> **Parts of the exercise**
(1) According to the book review, who employs Dr. Andrew Manson during his early appointment as a medical assistant?
(2) Rewrite the passage of the book review starting at "This does not" and ending at "in literary pomp?", with "Cronin" replaced by "the author".
(3) Carry on the book review about a young doctor in a Welsh mining town from its final sentence.

> **Source document**
-.-.-

‘But I’m going to try and stop thinking of money and material success. That isn’t the test of a good doctor. When a doctor earns five thousand a year he’s not healthy. And why – why should a man try to make money out of suffering humanity?’
I really enjoyed this book. The story of a fresh doctor, responsible and reasonable though naïvely idealistic, entering a Welsh mining town like Jonathan Harker into Transylvania to begin constructing his successful and principled career.
The novel follows his professional journey. Cronin exercises no subtlety in illustrating his indictments against the early 20th-century English medical industry. And yet I find myself intertwined with Dr. Andrew Manson himself; as a man, elated at meeting his match in Christine, flawed in his ego, a victim of frustration, a fragile speciman. Cronin requires little academic or estute insights to glean a sense of humanity in his writing. Like a Disney movie, I can’t help but enjoy the surface commentary and obvious judgements.
This does not mean that the novel lacks literary merit. In Dr. Manson’s early appointment as a medical assistant, shackled by unfair industry practices, one wonders if Dr. Page, his employer, does not somehow represent industry victimization himself and perhaps a foreshadowing of Andrew’s fate. I can’t help but wonder if Dr. Page sees in Andrew a hope for a future that he will not experience. And like an Austen novel, Cronin does not bury his social commentary under ponderous dwellings. I do not find any of the events and circumstances unrealistic or unbelievable so why shroud them in literary pomp?

-.-.-

> **Source material**
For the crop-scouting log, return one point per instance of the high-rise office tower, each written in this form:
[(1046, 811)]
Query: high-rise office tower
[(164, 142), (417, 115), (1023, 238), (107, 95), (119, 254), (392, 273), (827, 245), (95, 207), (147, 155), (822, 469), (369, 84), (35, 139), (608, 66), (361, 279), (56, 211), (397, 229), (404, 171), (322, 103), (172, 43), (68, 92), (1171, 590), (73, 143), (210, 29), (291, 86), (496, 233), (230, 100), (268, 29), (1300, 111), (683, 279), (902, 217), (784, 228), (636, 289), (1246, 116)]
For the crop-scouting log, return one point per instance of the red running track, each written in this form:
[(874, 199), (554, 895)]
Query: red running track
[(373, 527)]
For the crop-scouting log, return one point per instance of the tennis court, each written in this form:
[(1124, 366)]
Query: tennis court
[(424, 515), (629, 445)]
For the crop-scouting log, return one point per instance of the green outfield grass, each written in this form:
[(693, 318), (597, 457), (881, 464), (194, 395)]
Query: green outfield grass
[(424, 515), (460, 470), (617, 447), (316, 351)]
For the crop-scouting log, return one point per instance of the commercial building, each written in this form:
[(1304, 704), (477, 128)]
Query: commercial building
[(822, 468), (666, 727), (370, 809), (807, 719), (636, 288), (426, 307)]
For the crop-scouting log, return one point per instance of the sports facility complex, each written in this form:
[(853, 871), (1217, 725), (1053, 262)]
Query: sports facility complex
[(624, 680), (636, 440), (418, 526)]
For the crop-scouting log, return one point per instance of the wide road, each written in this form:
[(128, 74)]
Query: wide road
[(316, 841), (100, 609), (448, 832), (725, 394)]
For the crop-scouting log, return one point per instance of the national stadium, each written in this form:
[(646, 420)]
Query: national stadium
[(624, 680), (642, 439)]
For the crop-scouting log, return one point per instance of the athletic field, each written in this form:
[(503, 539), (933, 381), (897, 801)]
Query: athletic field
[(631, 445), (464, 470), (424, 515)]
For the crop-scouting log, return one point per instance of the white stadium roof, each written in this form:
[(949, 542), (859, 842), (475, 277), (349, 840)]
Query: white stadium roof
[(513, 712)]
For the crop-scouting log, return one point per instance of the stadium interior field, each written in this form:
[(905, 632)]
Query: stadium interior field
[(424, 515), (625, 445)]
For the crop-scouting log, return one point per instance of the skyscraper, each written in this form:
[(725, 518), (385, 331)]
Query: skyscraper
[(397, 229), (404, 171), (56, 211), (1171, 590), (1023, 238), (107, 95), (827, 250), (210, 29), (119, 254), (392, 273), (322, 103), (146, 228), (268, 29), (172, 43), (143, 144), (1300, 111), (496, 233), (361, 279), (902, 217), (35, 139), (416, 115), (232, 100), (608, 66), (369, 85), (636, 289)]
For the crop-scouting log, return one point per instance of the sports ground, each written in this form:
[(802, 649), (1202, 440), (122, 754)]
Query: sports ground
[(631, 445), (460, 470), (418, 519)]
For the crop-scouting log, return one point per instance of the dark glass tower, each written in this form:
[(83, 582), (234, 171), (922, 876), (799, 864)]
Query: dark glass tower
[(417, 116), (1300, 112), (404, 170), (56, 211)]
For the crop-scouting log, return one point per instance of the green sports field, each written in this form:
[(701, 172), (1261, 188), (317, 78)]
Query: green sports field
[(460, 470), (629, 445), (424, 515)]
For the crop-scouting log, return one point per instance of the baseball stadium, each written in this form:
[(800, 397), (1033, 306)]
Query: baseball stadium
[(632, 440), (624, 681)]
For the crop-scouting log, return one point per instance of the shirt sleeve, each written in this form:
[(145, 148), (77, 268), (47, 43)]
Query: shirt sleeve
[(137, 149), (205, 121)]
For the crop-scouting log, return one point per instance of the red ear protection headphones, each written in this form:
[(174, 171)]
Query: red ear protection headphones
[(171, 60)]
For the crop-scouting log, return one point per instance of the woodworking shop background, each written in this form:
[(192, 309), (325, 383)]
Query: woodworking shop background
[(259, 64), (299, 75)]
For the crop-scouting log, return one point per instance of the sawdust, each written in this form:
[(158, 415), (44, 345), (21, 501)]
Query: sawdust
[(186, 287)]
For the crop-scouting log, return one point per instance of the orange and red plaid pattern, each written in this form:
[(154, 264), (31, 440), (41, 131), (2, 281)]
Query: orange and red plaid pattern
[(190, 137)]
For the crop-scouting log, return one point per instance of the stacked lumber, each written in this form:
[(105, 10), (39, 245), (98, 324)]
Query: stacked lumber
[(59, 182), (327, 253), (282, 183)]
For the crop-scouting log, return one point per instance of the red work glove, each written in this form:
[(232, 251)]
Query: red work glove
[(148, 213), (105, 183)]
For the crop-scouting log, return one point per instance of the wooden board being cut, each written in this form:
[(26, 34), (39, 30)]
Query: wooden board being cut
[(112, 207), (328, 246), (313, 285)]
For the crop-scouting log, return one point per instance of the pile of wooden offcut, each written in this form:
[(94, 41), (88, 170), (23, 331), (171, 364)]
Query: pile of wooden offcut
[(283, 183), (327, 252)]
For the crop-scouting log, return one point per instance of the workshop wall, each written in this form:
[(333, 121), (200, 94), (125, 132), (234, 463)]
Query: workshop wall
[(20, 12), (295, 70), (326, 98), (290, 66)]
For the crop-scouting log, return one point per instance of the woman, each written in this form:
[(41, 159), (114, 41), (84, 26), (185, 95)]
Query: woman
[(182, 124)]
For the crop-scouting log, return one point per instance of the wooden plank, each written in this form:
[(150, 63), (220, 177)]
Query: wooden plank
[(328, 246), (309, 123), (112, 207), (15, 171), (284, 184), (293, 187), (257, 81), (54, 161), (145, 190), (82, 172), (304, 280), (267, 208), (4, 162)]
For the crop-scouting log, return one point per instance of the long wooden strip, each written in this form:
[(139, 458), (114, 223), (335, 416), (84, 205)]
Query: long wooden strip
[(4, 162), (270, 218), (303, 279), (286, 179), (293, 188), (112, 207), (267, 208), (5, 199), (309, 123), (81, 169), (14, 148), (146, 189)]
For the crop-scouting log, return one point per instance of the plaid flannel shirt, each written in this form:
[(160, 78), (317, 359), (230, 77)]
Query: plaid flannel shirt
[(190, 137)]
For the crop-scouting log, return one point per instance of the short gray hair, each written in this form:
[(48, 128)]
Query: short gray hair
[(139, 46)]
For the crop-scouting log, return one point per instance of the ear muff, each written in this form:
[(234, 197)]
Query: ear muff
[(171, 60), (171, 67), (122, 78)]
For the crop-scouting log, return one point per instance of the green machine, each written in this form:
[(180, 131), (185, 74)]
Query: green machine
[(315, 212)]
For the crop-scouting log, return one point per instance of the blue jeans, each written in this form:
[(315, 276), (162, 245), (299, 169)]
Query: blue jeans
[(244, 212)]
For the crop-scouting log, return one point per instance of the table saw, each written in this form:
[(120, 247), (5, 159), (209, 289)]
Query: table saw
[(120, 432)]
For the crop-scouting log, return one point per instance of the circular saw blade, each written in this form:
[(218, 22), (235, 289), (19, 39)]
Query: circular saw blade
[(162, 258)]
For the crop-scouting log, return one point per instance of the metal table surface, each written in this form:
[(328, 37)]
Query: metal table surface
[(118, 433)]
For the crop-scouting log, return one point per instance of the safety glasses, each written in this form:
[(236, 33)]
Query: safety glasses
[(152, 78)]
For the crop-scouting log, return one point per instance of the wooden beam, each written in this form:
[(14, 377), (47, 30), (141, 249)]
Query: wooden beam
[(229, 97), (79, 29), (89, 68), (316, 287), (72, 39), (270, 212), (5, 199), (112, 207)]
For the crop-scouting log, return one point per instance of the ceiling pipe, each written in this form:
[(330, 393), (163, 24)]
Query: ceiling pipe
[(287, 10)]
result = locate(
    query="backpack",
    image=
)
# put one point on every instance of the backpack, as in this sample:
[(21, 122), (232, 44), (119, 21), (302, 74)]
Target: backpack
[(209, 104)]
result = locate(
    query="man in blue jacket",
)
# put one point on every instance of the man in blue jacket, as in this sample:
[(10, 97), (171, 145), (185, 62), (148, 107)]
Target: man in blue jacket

-.-.-

> **Results in order**
(1) Dr. Page

(2)
This does not mean that the novel lacks literary merit. In Dr. Manson’s early appointment as a medical assistant, shackled by unfair industry practices, one wonders if Dr. Page, his employer, does not somehow represent industry victimization himself and perhaps a foreshadowing of Andrew’s fate. I can’t help but wonder if Dr. Page sees in Andrew a hope for a future that he will not experience. And like an Austen novel, the author does not bury his social commentary under ponderous dwellings. I do not find any of the events and circumstances unrealistic or unbelievable so why shroud them in literary pomp?

(3)
One might find a true joy in a gender analysis of this book. Christine fascinates me. Though she exemplifies what her contemporaries might call the perfect woman, she does not lose herself for the sake of Andrew. She respects what her contemporaries would call her duties but, most importantly, she never loses sight of Andrew’s true nature the way Andrew might. She performs admirably as his north star; his anchor, his beacon home. What a strength. And yet, does Cronin treat her justly? Does she experience a deserved autonomy from him or simply exist as a boon for the main character?
Cronin could have drawn Dr. Manson from the blueprints of a Dostoevsky novel. He could have designed a Tolstoian society of mock happiness and the heavy burden of escaping it. He could have plotted Manson through a Kafkaesque dream state endlessly searching for the meaning in his beaurocratic struggle. Instead, he presents a fallible, reactionary hero who makes mistakes and learns about himself oftentimes the hard way. A feeble man bolstered by his principles and companion. A contrast against a sick and pompous medical industry. But he does learn. He does fall and get back up. He bares himself without pretense. He begs our empathy and sympathy. Like a character from a Western. A feel-good movie. I love it.